**TEXTO PARA LEITURA:**
================

Jesus respeitava a dignidade das pessoas mesmo quando lhes prestava serviço. Nunca se enaltecia às custas de outros ou por rebaixá-los. Quando um leproso se dirigiu a ele em busca de cura, Jesus não mandou o homem embora como impuro e indigno, nem criou um espetáculo por chamar atenção para si mesmo. Em vez disso, quando o leproso rogou a Jesus: “Senhor, se apenas quiseres, podes tornar-me limpo”, ele dignificou o leproso por dizer: “Eu quero.” (Lucas 5:12, 13) Como é maravilhoso não só ajudarmos os em necessidade, mas também lhes assegurarmos que eles não são um fardo, mas são queridos e amados! Os tímidos, os deprimidos e os incapacitados são usualmente negligenciados, evitados ou humilhados no mundo. Mas eles devem encontrar verdadeira amizade e aceitação quando estão entre seus irmãos e irmãs cristãos. Temos de fazer a nossa parte para contribuir para esse espírito.

================

**PROBLEMA A:** Organize como uma lista JSON de strings, uma para cada linha e sem as linhas em branco, as linhas da listagem a partir da linha com "</instance>" até a linha com "positive clicks: (6, 233) (527, 344)", incluindo ambas.

**TRECHO DA LISTAGEM:**
================

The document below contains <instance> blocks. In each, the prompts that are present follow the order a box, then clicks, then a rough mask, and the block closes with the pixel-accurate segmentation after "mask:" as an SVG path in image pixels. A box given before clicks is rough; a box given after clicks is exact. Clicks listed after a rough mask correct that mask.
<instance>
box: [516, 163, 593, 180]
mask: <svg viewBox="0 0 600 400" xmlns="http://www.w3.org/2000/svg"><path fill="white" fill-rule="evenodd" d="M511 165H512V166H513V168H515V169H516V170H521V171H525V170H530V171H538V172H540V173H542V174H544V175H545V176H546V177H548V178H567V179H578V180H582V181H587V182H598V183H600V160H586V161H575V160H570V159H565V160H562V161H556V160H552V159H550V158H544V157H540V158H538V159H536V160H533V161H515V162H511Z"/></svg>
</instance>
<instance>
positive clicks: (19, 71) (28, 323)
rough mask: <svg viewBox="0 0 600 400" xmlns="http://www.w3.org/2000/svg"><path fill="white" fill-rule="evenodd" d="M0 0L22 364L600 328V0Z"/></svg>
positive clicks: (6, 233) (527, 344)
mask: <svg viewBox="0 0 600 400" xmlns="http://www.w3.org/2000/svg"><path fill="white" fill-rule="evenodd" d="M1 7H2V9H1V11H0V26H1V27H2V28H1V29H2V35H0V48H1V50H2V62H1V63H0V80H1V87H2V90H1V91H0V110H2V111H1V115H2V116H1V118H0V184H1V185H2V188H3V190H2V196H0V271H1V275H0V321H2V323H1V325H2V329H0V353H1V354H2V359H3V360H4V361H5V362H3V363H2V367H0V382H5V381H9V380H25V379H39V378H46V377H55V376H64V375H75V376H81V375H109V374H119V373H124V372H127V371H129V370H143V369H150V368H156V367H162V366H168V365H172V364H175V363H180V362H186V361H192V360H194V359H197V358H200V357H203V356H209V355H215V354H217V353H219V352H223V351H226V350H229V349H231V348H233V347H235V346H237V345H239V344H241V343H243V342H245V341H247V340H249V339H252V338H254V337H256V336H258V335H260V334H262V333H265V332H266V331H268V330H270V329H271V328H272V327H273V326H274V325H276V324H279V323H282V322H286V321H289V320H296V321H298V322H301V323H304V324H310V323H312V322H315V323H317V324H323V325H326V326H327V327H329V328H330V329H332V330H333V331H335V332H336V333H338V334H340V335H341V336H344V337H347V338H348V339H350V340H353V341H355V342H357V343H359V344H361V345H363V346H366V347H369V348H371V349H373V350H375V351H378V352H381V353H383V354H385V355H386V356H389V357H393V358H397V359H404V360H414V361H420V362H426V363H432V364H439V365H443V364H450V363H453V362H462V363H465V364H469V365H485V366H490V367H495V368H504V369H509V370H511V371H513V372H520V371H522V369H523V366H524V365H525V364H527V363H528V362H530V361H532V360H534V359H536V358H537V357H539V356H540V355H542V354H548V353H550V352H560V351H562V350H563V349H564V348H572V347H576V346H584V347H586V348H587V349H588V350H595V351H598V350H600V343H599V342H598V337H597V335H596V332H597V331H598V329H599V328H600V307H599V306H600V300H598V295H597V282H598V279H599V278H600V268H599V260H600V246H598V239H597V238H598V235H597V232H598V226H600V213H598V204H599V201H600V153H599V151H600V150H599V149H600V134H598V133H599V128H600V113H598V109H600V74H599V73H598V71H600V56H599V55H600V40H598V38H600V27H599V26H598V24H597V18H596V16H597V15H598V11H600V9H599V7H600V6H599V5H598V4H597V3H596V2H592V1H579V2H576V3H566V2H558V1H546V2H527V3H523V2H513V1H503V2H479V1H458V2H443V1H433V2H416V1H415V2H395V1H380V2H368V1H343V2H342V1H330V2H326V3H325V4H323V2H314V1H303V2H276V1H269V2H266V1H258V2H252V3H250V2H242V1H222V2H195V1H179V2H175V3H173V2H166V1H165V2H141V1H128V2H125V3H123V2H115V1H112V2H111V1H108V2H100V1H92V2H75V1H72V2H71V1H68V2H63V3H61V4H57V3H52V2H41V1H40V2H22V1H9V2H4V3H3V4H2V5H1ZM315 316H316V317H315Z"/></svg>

================

**PROBLEMA B:** Reescreva em forma de lista de tópicos o parágrafo do texto sobre Jesus e a dignidade que começa com "Jesus respeitava a dignidade", preservando os fatos principais.

**ESPAÇO DE RESPOSTA A:**
[
  "</instance>",
  "<instance>",
  "positive clicks: (19, 71) (28, 323)",
  "rough mask: <svg viewBox=\"0 0 600 400\" xmlns=\"http://www.w3.org/2000/svg\"><path fill=\"white\" fill-rule=\"evenodd\" d=\"M0 0L22 364L600 328V0Z\"/></svg>",
  "positive clicks: (6, 233) (527, 344)"
]

**ESPAÇO DE RESPOSTA B:**
- Jesus respeitava a dignidade das pessoas ao servi-las e nunca se enaltecia às custas de outros nem os rebaixava.
- Quando um leproso lhe pediu cura, Jesus não o rejeitou como impuro e indigno nem chamou atenção para si; respondeu "Eu quero" (Lucas 5:12, 13).
- É maravilhoso ajudar os necessitados e também assegurar-lhes que não são um fardo, mas são queridos e amados.
- No mundo, tímidos, deprimidos e incapacitados costumam ser negligenciados, evitados ou humilhados.
- Entre os irmãos e irmãs cristãos, eles devem encontrar verdadeira amizade e aceitação, e cada um tem de contribuir para esse espírito.